■ Location labeling entries:
* * * * *

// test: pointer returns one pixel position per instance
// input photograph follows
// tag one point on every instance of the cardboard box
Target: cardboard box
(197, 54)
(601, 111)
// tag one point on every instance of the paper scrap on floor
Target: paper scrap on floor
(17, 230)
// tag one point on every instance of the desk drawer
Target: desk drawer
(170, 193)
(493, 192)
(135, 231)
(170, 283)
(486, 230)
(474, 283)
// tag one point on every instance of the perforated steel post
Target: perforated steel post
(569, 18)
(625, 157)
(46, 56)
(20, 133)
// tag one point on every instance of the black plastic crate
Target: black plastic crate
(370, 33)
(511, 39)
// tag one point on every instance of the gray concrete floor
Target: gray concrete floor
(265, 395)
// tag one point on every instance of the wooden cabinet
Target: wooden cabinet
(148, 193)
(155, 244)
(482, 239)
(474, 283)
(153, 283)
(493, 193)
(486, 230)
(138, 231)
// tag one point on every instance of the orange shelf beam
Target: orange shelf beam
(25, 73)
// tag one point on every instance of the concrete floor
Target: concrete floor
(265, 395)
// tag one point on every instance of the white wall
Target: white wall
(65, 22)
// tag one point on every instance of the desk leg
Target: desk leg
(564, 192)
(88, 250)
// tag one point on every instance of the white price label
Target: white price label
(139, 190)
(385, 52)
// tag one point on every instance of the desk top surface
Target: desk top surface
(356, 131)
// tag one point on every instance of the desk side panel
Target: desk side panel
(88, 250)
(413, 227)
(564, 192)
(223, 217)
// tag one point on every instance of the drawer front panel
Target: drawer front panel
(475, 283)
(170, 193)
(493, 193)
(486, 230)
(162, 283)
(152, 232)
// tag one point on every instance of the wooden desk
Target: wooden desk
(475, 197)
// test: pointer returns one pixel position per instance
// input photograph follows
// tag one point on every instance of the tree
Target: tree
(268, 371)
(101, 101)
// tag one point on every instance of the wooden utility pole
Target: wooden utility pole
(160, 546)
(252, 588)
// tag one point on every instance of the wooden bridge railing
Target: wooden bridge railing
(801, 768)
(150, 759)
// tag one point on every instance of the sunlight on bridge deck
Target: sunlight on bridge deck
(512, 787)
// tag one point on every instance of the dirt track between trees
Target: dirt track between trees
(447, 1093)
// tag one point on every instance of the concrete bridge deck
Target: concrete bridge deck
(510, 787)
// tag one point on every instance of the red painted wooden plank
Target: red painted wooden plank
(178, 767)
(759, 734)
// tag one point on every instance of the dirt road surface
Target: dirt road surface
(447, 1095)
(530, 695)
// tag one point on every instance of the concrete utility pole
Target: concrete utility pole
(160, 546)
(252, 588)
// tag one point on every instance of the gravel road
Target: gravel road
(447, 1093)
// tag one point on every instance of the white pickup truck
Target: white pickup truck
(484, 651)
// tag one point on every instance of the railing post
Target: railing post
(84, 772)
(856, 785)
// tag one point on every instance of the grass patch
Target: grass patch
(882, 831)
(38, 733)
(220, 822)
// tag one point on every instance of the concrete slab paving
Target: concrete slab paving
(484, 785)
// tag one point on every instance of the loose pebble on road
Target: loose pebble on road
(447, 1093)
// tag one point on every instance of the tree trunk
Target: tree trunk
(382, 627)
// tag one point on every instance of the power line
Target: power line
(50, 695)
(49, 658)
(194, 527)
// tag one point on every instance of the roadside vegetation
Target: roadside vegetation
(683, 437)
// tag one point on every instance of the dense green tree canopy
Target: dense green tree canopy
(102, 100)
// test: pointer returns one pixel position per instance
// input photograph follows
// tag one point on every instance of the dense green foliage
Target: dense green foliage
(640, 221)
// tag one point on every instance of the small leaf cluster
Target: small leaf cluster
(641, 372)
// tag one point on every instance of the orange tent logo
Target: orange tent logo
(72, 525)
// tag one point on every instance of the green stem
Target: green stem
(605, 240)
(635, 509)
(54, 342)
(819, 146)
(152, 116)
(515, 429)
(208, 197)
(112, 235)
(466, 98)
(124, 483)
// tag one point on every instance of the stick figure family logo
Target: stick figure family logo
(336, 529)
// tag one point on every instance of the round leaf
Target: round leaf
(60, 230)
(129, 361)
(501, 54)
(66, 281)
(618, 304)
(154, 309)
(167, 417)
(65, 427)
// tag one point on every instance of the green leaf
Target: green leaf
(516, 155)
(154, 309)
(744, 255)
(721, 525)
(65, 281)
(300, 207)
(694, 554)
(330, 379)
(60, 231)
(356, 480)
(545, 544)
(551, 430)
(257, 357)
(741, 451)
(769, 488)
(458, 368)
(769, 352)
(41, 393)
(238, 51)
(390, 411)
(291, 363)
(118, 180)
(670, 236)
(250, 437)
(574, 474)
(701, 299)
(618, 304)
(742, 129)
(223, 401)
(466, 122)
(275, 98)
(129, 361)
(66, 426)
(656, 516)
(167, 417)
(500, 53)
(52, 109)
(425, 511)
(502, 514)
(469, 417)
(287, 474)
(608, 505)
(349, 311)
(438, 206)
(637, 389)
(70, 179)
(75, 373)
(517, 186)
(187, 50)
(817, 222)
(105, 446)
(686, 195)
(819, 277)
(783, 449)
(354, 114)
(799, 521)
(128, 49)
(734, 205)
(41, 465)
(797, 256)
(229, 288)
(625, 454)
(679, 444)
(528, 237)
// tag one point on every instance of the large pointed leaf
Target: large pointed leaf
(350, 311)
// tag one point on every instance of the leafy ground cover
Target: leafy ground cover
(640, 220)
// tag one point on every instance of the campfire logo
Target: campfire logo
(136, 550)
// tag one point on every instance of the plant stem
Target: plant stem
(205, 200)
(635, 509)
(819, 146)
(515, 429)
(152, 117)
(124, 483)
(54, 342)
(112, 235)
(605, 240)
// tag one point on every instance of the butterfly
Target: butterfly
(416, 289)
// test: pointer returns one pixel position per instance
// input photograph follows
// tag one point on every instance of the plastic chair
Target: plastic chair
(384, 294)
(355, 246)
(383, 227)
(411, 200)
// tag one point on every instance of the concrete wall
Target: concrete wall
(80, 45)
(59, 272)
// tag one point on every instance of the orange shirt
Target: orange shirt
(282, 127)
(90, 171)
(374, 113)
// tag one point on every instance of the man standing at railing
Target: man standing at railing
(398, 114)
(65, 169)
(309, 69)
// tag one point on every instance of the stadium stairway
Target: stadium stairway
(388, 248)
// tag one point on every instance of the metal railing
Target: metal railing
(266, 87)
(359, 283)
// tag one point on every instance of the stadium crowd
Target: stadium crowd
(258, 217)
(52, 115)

* * * * *

■ WHAT THE TASK ASKS: Express all of the entries above as a two-column CSV with the headers request and points. Give one row per request, putting its text and its answer each in a single quoted field, with line breaks turned into spaces.

■ TASK ANSWER:
request,points
"// test: pointer returns one pixel position per instance // input photograph follows // tag one point on every instance of the cardboard box Target: cardboard box","(197, 54) (601, 111)"
"// tag one point on every instance of the paper scrap on floor Target: paper scrap on floor","(17, 230)"
"// tag one point on every instance of the desk drawer Target: desk drawer","(170, 193) (493, 192) (135, 231) (170, 283) (486, 230) (474, 283)"
"// tag one point on every instance of the perforated steel post Target: perforated steel post","(569, 18) (625, 157) (46, 56) (20, 133)"
"// tag one point on every instance of the black plastic crate Target: black plastic crate","(370, 33) (511, 39)"
"// tag one point on every instance of the gray concrete floor Target: gray concrete floor","(265, 395)"
"// tag one point on every instance of the wooden cabinet Target: wooden cabinet","(148, 193) (155, 244) (482, 239) (474, 283) (153, 283) (493, 193) (486, 230) (138, 231)"
"// tag one point on every instance of the orange shelf beam Target: orange shelf beam","(25, 73)"
"// tag one point on every instance of the concrete floor Target: concrete floor","(265, 395)"
"// tag one point on every instance of the white wall Target: white wall","(65, 22)"
"// tag one point on every instance of the desk leg Target: desk leg","(564, 192) (88, 250)"
"// tag one point on every instance of the white price label Target: white price label","(139, 190) (385, 52)"
"// tag one point on every instance of the desk top surface Target: desk top surface","(356, 131)"
"// tag one point on every instance of the desk side panel Target: desk side panel","(88, 250) (413, 227) (564, 192) (223, 217)"
"// tag one point on every instance of the drawer front panel Target: drawer front panel","(475, 283) (170, 193) (493, 193) (486, 230) (162, 283) (152, 232)"
"// tag one point on every instance of the wooden desk Target: wooden desk","(475, 197)"
"// test: pointer returns one pixel position per instance // input photograph follows // tag one point on every instance of the tree Target: tree","(268, 371) (101, 101)"
"// tag one point on every instance of the wooden utility pole Target: wooden utility pole","(160, 546) (252, 588)"
"// tag one point on every instance of the wooden bridge railing Target: wooden bridge railing","(801, 768) (150, 759)"
"// tag one point on every instance of the sunlight on bridge deck Target: sunlight on bridge deck","(512, 787)"
"// tag one point on every instance of the dirt track between trees Target: dirt track between trees","(447, 1093)"
"// tag one point on every instance of the concrete bridge deck Target: concrete bridge deck","(510, 787)"
"// tag one point on every instance of the red painted wooden plank Target: red painted wooden plank","(178, 767) (759, 734)"
"// tag one point on every instance of the dirt road surface Target: dirt road surface","(447, 1095) (530, 695)"
"// tag one point on every instance of the concrete utility pole Target: concrete utility pole","(160, 546) (252, 588)"
"// tag one point on every instance of the gravel road Target: gravel road","(447, 1093)"
"// tag one point on every instance of the white pickup truck Target: white pickup truck","(484, 651)"
"// tag one point on every instance of the railing post Target: railing post","(84, 772) (856, 785)"
"// tag one point on every instance of the grass patch Target: grass patch","(882, 831) (38, 733) (220, 822)"
"// tag one point on every instance of the concrete slab paving Target: concrete slab paving","(484, 785)"
"// tag one point on every instance of the loose pebble on road Target: loose pebble on road","(447, 1093)"
"// tag one point on every instance of the tree trunk Target: tree trunk","(382, 627)"
"// tag one point on every instance of the power line Target: power line","(50, 695) (49, 658) (194, 527)"
"// tag one point on every instance of the roadside vegetation Target: roadside vegetation","(683, 437)"
"// tag one point on every instance of the dense green tree canopy Target: dense green tree canopy","(102, 100)"
"// test: pointer returns one pixel position per instance // input photograph follows // tag one point on every instance of the dense green foliage Target: dense green foliage","(640, 221)"
"// tag one point on every instance of the small leaf cluster Target: small leaf cluster","(641, 372)"
"// tag one point on every instance of the orange tent logo Target: orange tent logo","(72, 525)"
"// tag one point on every instance of the green stem Target: green stem","(605, 240) (635, 509) (54, 342) (819, 146) (152, 116) (515, 429) (208, 197) (112, 235) (466, 98) (124, 483)"
"// tag one point on every instance of the stick figure family logo Target: stick figure family logo","(336, 529)"
"// tag one point on every instance of the round leaf Target: round leaf","(60, 230) (129, 361) (501, 54) (66, 281) (618, 304) (154, 309) (167, 417) (65, 427)"
"// tag one point on every instance of the green leaf Target: green leaf","(516, 155) (154, 309) (744, 255) (721, 525) (65, 281) (300, 207) (694, 554) (330, 379) (60, 231) (356, 480) (545, 544) (551, 430) (257, 357) (741, 451) (769, 488) (458, 368) (769, 352) (41, 393) (238, 51) (390, 411) (291, 363) (118, 180) (670, 236) (250, 437) (574, 474) (701, 299) (618, 304) (742, 129) (223, 401) (466, 122) (275, 98) (129, 361) (66, 426) (656, 516) (167, 417) (500, 53) (52, 109) (425, 511) (502, 514) (469, 417) (287, 474) (608, 505) (349, 311) (438, 206) (637, 389) (70, 179) (75, 373) (517, 186) (187, 50) (817, 222) (105, 446) (686, 195) (819, 277) (783, 449) (354, 114) (799, 521) (128, 49) (734, 205) (41, 465) (797, 256) (229, 288) (625, 454) (679, 444) (528, 237)"
"// tag one point on every instance of the large pointed leaf Target: large pointed leaf","(350, 311)"
"// tag one point on every instance of the leafy ground cover Target: leafy ground cover","(640, 220)"
"// tag one point on every instance of the campfire logo Target: campfire logo","(136, 550)"
"// tag one point on every instance of the plant stem Target: plant stem","(205, 200) (635, 509) (819, 146) (515, 429) (152, 117) (124, 483) (54, 342) (112, 235) (605, 240)"
"// tag one point on every instance of the butterfly Target: butterfly","(416, 289)"
"// test: pointer returns one pixel position per instance // input photograph follows // tag one point on every instance of the plastic chair Target: plastic chair","(384, 294) (355, 246) (383, 227) (411, 200)"
"// tag one point on every instance of the concrete wall Target: concrete wall","(80, 45) (59, 272)"
"// tag one point on every instance of the orange shirt Target: orange shirt","(282, 127) (90, 171) (374, 113)"
"// tag one point on every instance of the man standing at railing Target: man standing at railing","(398, 114) (65, 169) (309, 69)"
"// tag one point on every instance of the stadium stairway Target: stadium stairway","(388, 248)"
"// tag one point on every instance of the metal railing Target: metal railing","(266, 87) (359, 283)"
"// tag one point on every instance of the stadium crowd Target: stadium crowd","(258, 217) (52, 115)"